Accordingly, spaced apart end portions 724a, 724b of the support
rest 720 may slightly deflect in the x-direction to accommodate
firearm buttstocks of different widths. In other embodiments,
however, the rear support 720 may have different configurations.
The illustrated shooting rest 700 also includes three adjustable
feet 714 (identified individually as first and second front feet
714a, 714b and a rear foot 714c) coupled to the frame 702. The feet
714 provide stability to the shooting rest 700 and threadably
engage corresponding nuts 718 proximate to the frame 702.
Accordingly, rotating one of the nuts 718 may drive the
corresponding foot 714 in the z-direction. In the illustrated
embodiment, each foot 714 includes a non-marring end portion 716.
In other embodiments, however, each end portion 716 may have other
configurations, such as a pointed or beveled end portion.
[0067] FIG. 8 is a front isometric view of a shooting rest 800
configured in accordance with another embodiment of the invention.
The shooting rest 800 includes a front support 802 for carrying a
forestock of a firearm, a rear support 820 for carrying a buttstock
of the firearm, and a frame 804 connecting the front and rear
supports 802, 820. The front support 802 includes the rest assembly
410 and the support assembly 100 described above. In the
illustrated embodiment, however, the support assembly 100 is
coupled to an elevation assembly 814 configured to move the front
support 802 in the z-direction. The elevation assembly 814 includes
an adjustment dial 816 threadably engaged with a shaft 818. The
shaft 818 is coupled to the support assembly 100 and a front base
806. When the adjustment dial 816 is rotated, the shaft 818 moves
in the z-direction and accordingly moves the front support 802 in
the z-direction. The frame 804 includes an extension member 808
coupled to the front base 806 and to a rear base 810 with a
plurality of fasteners 809 (e.g., screws, bolts, rivets, etc.). The
rear support 820 includes a support member 822 coupled to the rear
base 810. The rear support member 822 is configured to support the
buttstock and includes a cushion 824 adapted to receive the
buttstock.

■ **Dataset content**:
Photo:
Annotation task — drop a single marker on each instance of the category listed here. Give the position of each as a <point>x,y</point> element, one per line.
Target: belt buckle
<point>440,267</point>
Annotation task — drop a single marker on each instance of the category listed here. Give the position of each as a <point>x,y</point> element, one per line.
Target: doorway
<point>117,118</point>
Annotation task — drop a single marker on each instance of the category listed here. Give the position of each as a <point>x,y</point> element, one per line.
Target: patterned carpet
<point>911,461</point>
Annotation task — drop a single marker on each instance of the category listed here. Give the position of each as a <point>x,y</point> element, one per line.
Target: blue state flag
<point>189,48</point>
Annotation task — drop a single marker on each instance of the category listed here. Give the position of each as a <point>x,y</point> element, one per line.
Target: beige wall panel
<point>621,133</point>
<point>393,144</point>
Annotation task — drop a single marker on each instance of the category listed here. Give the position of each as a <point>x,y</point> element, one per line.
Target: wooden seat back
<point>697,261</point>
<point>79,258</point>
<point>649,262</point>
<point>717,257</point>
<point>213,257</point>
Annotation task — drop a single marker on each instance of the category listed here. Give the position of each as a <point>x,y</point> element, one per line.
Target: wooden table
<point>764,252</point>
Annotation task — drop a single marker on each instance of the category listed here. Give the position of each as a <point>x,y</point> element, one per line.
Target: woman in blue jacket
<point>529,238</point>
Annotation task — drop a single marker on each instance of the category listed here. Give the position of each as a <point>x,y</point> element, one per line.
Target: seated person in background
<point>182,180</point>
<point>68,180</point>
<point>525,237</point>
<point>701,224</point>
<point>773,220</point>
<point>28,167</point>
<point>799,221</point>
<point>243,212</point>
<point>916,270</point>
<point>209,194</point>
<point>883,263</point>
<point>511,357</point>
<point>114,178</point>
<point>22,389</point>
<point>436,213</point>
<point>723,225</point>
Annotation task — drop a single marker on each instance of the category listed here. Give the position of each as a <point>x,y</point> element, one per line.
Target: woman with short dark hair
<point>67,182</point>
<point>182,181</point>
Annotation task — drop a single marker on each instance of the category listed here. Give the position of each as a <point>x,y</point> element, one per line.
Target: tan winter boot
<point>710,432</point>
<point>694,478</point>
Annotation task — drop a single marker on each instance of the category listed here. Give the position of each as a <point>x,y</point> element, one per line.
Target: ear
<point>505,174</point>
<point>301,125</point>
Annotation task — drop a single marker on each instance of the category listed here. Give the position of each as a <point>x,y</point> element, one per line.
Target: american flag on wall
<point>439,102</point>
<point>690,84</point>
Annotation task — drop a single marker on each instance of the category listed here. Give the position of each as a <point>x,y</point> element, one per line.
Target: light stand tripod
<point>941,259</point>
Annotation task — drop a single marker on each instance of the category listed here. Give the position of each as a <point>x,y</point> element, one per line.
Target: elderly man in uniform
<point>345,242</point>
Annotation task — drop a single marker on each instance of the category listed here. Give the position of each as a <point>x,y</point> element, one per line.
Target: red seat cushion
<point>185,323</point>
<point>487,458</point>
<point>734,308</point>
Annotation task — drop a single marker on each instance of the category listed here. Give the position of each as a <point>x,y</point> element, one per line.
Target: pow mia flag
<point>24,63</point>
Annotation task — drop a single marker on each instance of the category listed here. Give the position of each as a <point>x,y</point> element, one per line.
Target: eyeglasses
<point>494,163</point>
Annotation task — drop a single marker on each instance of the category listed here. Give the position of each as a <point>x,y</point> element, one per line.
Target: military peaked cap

■ **Set task 1**: In the shooting rest passage, what does each foot 714 include in the illustrated embodiment?
■ **Set task 2**: Please copy the shooting rest passage again, beginning at the words "Accordingly, spaced apart" and stopping after "end portion 716.", and replace "nuts" with "sleeves".
The items are not needed here.

■ **Task answer 1**: A non-marring end portion 716.

■ **Task answer 2**:
Accordingly, spaced apart end portions 724a, 724b of the support
rest 720 may slightly deflect in the x-direction to accommodate
firearm buttstocks of different widths. In other embodiments,
however, the rear support 720 may have different configurations.
The illustrated shooting rest 700 also includes three adjustable
feet 714 (identified individually as first and second front feet
714a, 714b and a rear foot 714c) coupled to the frame 702. The feet
714 provide stability to the shooting rest 700 and threadably
engage corresponding sleeves 718 proximate to the frame 702.
Accordingly, rotating one of the sleeves 718 may drive the
corresponding foot 714 in the z-direction. In the illustrated
embodiment, each foot 714 includes a non-marring end portion 716.